Given request :: Copy out every line of the records below, shifting each answer coordinate by adding 114 to it. Numbers that do not belong to an answer stay the same.

-------

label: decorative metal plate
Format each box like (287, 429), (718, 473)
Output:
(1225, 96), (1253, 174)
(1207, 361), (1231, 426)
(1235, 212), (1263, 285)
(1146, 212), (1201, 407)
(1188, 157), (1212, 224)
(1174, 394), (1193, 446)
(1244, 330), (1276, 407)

-------

Output of the exercise ::
label: decorative metal plate
Format each box like (287, 429), (718, 473)
Output:
(1339, 210), (1367, 288)
(1321, 475), (1345, 540)
(1349, 326), (1377, 399)
(1260, 326), (1315, 521)
(1302, 271), (1326, 338)
(1288, 508), (1307, 560)
(1358, 444), (1390, 521)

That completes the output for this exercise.